### SET PROBLEM
Are you able to retype all the records below exactly?

☆ ☆ ☆ ☆ ☆

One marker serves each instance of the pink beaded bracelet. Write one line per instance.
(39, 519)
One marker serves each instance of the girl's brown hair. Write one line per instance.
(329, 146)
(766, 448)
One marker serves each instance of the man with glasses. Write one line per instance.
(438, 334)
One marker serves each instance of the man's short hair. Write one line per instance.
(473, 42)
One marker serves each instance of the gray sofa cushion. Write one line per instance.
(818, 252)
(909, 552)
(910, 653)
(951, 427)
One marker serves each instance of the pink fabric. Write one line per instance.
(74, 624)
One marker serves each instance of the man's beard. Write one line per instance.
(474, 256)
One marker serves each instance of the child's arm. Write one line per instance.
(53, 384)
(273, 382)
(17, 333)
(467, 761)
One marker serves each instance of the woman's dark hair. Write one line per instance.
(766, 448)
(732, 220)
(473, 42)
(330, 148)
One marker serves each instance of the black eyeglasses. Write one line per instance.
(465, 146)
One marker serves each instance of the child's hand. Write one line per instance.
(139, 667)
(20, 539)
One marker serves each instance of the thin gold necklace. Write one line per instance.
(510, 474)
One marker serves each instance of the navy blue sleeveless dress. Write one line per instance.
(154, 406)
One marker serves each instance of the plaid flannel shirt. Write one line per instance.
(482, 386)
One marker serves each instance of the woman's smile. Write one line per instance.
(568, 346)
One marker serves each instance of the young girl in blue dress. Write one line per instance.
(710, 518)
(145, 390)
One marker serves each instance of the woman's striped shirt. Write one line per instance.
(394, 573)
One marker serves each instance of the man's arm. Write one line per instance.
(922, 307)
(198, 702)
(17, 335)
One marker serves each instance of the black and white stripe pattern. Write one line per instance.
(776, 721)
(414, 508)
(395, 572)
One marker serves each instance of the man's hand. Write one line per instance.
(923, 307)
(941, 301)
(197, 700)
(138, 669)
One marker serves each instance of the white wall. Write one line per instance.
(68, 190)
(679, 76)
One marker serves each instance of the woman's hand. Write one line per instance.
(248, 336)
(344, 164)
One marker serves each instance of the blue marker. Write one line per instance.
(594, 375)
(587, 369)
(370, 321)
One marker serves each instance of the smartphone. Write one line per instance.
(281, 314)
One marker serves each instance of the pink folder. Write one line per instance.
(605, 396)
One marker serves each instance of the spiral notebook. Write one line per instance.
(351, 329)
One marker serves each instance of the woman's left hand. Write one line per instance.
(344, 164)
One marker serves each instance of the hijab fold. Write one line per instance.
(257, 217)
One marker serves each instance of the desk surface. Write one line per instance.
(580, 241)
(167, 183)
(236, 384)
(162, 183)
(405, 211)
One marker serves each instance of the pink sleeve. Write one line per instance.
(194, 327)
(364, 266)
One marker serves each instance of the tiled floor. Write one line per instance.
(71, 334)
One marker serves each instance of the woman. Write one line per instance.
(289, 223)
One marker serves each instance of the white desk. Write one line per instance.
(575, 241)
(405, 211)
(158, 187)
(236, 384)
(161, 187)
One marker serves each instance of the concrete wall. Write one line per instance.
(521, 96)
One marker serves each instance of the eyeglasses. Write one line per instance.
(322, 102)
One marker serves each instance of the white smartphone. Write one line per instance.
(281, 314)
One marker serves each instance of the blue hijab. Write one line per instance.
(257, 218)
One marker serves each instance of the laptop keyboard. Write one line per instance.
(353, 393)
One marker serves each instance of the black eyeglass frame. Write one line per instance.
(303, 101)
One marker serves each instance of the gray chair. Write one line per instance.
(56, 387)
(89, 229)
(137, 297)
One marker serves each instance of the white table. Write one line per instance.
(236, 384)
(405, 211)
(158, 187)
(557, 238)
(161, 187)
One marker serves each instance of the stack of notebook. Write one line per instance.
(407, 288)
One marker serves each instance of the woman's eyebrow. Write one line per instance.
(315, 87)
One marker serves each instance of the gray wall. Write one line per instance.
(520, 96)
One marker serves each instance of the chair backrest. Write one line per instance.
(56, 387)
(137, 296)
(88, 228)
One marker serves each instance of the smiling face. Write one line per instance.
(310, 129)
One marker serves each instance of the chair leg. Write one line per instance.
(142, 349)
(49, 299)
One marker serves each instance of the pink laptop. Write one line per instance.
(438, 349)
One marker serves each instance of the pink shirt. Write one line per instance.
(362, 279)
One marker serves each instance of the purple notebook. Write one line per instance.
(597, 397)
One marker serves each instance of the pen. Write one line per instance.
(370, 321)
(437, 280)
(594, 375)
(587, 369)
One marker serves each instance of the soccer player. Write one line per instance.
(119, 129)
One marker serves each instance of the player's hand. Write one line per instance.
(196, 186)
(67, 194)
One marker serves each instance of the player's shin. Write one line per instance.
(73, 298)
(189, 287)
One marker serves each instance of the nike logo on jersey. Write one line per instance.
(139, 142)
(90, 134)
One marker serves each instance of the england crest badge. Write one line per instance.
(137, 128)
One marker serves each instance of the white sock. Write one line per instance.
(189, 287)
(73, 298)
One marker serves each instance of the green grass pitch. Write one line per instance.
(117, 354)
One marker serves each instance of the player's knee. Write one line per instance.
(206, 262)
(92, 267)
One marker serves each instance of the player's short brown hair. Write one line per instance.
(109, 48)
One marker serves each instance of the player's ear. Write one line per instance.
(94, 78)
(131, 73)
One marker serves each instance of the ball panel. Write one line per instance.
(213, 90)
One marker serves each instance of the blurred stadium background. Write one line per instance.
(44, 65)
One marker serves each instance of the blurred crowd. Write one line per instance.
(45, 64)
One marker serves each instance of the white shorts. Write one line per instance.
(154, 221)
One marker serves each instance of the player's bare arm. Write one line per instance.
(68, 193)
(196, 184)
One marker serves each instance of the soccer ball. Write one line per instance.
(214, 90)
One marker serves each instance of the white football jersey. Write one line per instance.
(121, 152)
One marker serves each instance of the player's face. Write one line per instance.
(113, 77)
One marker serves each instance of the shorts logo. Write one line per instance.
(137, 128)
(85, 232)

☆ ☆ ☆ ☆ ☆

### EXERCISE RESPONSE
One marker serves each instance of the pink beaded bracelet. Write one line per instance.
(39, 519)
One marker serves each instance of the girl's brown hair. Write one line per instance.
(329, 146)
(766, 448)
One marker serves each instance of the man with glasses. Write one line per instance.
(438, 334)
One marker serves each instance of the man's short hair. Write one line per instance.
(473, 42)
One marker serves each instance of the gray sofa cushion. Write one line per instance.
(818, 252)
(909, 552)
(910, 653)
(951, 427)
One marker serves each instance of the pink fabric. Write one line per instance.
(74, 624)
One marker serves each instance of the man's beard. Write one line per instance.
(474, 256)
One marker serves each instance of the child's arm. Write one line per instance.
(53, 384)
(273, 382)
(17, 333)
(467, 761)
One marker serves each instance of the woman's dark hair. Write one line per instance.
(766, 448)
(732, 220)
(473, 42)
(330, 148)
One marker serves each instance of the black eyeglasses. Write one line per instance.
(465, 146)
One marker serves each instance of the child's hand. Write one line per instance.
(139, 667)
(20, 539)
One marker serves each instance of the thin gold necklace. Write one line per instance.
(510, 474)
One marker serves each instance of the navy blue sleeveless dress. Write one line per instance.
(154, 406)
One marker serves each instance of the plaid flannel shirt. Write one line per instance.
(482, 386)
One marker serves each instance of the woman's smile. Write one line per instance.
(568, 346)
One marker serves each instance of the young girl in blue dress. Write one line per instance.
(710, 518)
(145, 390)
One marker serves each instance of the woman's striped shirt. Write one line per instance.
(394, 573)
One marker serves each instance of the man's arm. Write one line per instance.
(922, 307)
(198, 702)
(17, 335)
One marker serves each instance of the black and white stripe pattern. Write one line per instance.
(776, 721)
(414, 508)
(395, 572)
One marker serves each instance of the man's hand. Write one line per instance.
(923, 307)
(941, 301)
(197, 700)
(138, 669)
One marker serves each instance of the white wall. Write one line per instance.
(68, 190)
(679, 76)
One marker serves each instance of the woman's hand. Write one line per instance.
(248, 336)
(344, 164)
One marker serves each instance of the blue marker. Write one line per instance.
(594, 375)
(587, 369)
(370, 321)
One marker serves each instance of the smartphone. Write one line per instance.
(281, 314)
One marker serves each instance of the pink folder. Write one line per instance.
(605, 396)
One marker serves each instance of the spiral notebook. Write one line per instance.
(351, 329)
One marker serves each instance of the woman's left hand. Write one line per instance.
(344, 164)
One marker serves each instance of the hijab fold. Write one line per instance.
(257, 217)
One marker serves each instance of the desk surface. Write one line per instance.
(580, 241)
(167, 183)
(236, 384)
(162, 183)
(405, 211)
One marker serves each instance of the pink sleeve. Write one line per instance.
(194, 327)
(364, 266)
One marker serves each instance of the tiled floor. Write one line per instance.
(71, 334)
One marker serves each instance of the woman. Write one line per instance.
(289, 223)
One marker serves each instance of the white desk. Write one line per instance.
(575, 241)
(405, 211)
(158, 187)
(236, 384)
(161, 187)
One marker serves each instance of the concrete wall. Write one line per instance.
(521, 96)
One marker serves each instance of the eyeglasses. Write one line per instance.
(322, 102)
One marker serves each instance of the white smartphone. Write one line per instance.
(281, 314)
One marker serves each instance of the blue hijab. Write one line per instance.
(257, 218)
One marker serves each instance of the laptop keyboard. Write one line per instance.
(353, 393)
One marker serves each instance of the black eyeglass frame. Write one line per instance.
(303, 101)
One marker serves each instance of the gray chair. Write one line per instance.
(56, 387)
(89, 229)
(137, 297)
One marker serves each instance of the white table. Write one line per instance.
(236, 384)
(405, 211)
(158, 187)
(557, 238)
(161, 187)
One marker serves each instance of the stack of notebook. Write one line per instance.
(407, 288)
One marker serves each instance of the woman's eyebrow. Write one line per instance.
(315, 87)
One marker serves each instance of the gray wall. Write one line per instance.
(520, 96)
One marker serves each instance of the chair backrest. Write one line per instance.
(56, 387)
(137, 296)
(88, 228)
One marker serves each instance of the smiling face. Write one line per instance.
(310, 129)
One marker serves each instance of the chair leg. Write one line per instance.
(142, 349)
(49, 299)
One marker serves each instance of the pink laptop. Write one line per instance.
(438, 349)
One marker serves each instance of the pink shirt. Write one line per instance.
(362, 279)
One marker serves each instance of the purple notebook. Write one line per instance.
(597, 397)
One marker serves each instance of the pen. Write one line per instance.
(370, 321)
(437, 280)
(594, 375)
(587, 369)
One marker serves each instance of the soccer player. Write one line per instance.
(119, 129)
One marker serves each instance of the player's hand. Write one line per instance.
(196, 186)
(67, 194)
One marker serves each instance of the player's shin. Write one line per instance.
(73, 298)
(189, 287)
One marker serves each instance of the nike logo on jersey. Write one line per instance.
(139, 142)
(90, 134)
One marker serves each instance of the england crest badge. Write one line per instance.
(137, 128)
One marker serves each instance of the white sock. Write one line per instance.
(189, 287)
(73, 298)
One marker serves each instance of the green grass pitch. Write one line per instance.
(117, 354)
One marker serves each instance of the player's knee. Write one line per instance.
(206, 262)
(92, 267)
One marker serves each instance of the player's short brown hair. Write one line per instance.
(109, 48)
One marker serves each instance of the player's ear. Write one line per instance.
(94, 78)
(131, 73)
One marker serves each instance of the ball panel. Write one line per instance.
(213, 90)
One marker serves each instance of the blurred stadium background. Write one line per instance.
(44, 65)
One marker serves each instance of the blurred crowd. Write one line per instance.
(45, 64)
One marker serves each instance of the white shorts. Write one line per instance.
(154, 221)
One marker serves each instance of the player's bare arm. Write one line per instance.
(68, 193)
(196, 184)
One marker serves each instance of the soccer ball. Write one line per instance.
(214, 90)
One marker serves each instance of the white football jersey. Write one line per instance.
(121, 152)
One marker serves each instance of the player's face. Write one line per instance.
(113, 77)
One marker serves each instance of the shorts logo. Write one line per instance.
(137, 128)
(85, 232)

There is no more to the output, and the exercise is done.